Exercise details:
Answer these questions about the Star Trek Beyond review below.
1. What star rating does the review give the film?
2. In which year of its five-year mission is the Enterprise when the film starts?
3. What does Kirk record during the guided tour aboard the Enterprise?

Selection:

• • • • •

Star Trek Beyond Review!
Star Trek Beyond?
Star Trek Beyond: Official review. 2 and a half stars.
Star Trek Beyond boldly goes where the first two films of this rebooted series have already gone to, and then offers nothing else.
The film starts with Kirk offering a peace treating on the behalf of one alien race to other as the star ship Enterprise is on its 4th year of it's 5 year long mission in deep space. As the alien race refuses the peace offering, eventually attacking Kirk who is beamed out of danger, we are then taken on a guided tour aboard the Enterprise as Kirk, played once again by, Chris pine, records his captains log. He explains how the long voyage is taking its toll on the crew, as he states, "Its hard to tell when one day ends and the other begins."
The movie briefly touches on the idea of how deep space travel on a single ship can be a tough environment for people of all races and species.

• • • • •

Raw data:
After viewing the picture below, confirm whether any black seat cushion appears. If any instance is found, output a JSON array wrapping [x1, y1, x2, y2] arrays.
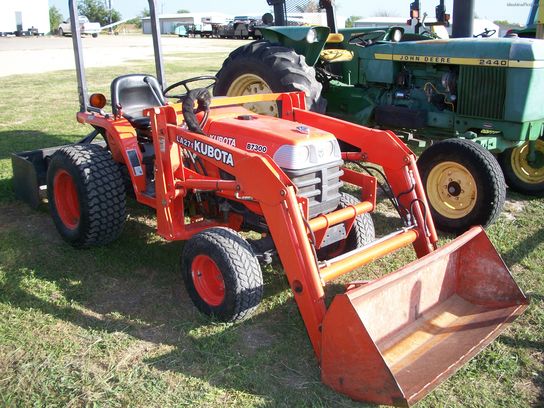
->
[[111, 74, 166, 129]]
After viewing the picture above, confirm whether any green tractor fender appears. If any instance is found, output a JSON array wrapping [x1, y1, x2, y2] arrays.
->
[[260, 26, 331, 67]]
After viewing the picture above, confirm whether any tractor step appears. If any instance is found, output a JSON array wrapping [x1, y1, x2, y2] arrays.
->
[[319, 228, 417, 282], [321, 227, 528, 406]]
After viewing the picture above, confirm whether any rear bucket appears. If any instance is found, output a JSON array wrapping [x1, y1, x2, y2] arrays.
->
[[321, 227, 528, 406]]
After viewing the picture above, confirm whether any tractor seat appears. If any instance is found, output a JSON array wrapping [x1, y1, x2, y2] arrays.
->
[[319, 33, 353, 62], [111, 74, 166, 130]]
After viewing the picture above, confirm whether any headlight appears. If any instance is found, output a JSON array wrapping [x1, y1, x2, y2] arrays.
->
[[306, 28, 317, 44]]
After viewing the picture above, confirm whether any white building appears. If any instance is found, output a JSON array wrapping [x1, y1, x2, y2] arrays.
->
[[142, 12, 232, 34], [0, 0, 49, 34]]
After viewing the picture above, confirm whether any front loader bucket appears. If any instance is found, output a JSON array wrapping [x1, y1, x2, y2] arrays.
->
[[321, 227, 528, 406]]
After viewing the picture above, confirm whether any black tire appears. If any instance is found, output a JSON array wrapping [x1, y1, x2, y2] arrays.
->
[[214, 40, 327, 113], [181, 228, 263, 322], [317, 193, 376, 259], [417, 139, 506, 234], [47, 144, 126, 248], [498, 139, 544, 197]]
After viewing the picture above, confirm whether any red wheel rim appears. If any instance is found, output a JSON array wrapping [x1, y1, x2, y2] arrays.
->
[[53, 170, 80, 229], [191, 255, 225, 306]]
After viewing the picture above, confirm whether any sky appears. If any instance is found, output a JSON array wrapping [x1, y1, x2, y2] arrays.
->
[[49, 0, 532, 25]]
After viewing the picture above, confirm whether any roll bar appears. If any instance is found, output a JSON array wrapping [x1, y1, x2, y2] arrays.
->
[[68, 0, 166, 112]]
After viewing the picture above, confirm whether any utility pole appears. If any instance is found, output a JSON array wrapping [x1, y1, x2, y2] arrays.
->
[[535, 0, 544, 40]]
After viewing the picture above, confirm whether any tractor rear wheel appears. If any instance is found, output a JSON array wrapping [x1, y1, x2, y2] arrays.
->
[[499, 139, 544, 197], [317, 193, 376, 259], [417, 139, 506, 233], [214, 40, 327, 116], [181, 228, 263, 321], [47, 144, 126, 247]]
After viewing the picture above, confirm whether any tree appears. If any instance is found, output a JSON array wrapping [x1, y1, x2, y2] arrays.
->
[[49, 6, 64, 34], [78, 0, 121, 26], [374, 10, 396, 17], [346, 16, 361, 28], [127, 8, 151, 28]]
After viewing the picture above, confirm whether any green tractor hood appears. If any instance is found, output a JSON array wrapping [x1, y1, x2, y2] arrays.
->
[[372, 38, 544, 68]]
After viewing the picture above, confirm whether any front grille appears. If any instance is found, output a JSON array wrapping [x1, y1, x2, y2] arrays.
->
[[284, 160, 344, 218], [457, 66, 507, 119]]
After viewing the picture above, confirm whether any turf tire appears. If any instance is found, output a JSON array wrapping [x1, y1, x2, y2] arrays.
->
[[181, 227, 263, 322], [47, 144, 126, 248], [214, 40, 327, 113]]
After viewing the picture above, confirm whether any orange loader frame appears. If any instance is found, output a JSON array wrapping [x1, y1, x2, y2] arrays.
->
[[69, 93, 528, 405]]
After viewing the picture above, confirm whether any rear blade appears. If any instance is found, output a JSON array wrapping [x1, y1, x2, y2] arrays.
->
[[321, 227, 528, 406]]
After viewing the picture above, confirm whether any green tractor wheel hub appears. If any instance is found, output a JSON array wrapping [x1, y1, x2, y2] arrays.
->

• • • • •

Task result:
1. Two and a half stars.
2. Its fourth year.
3. His captain's log.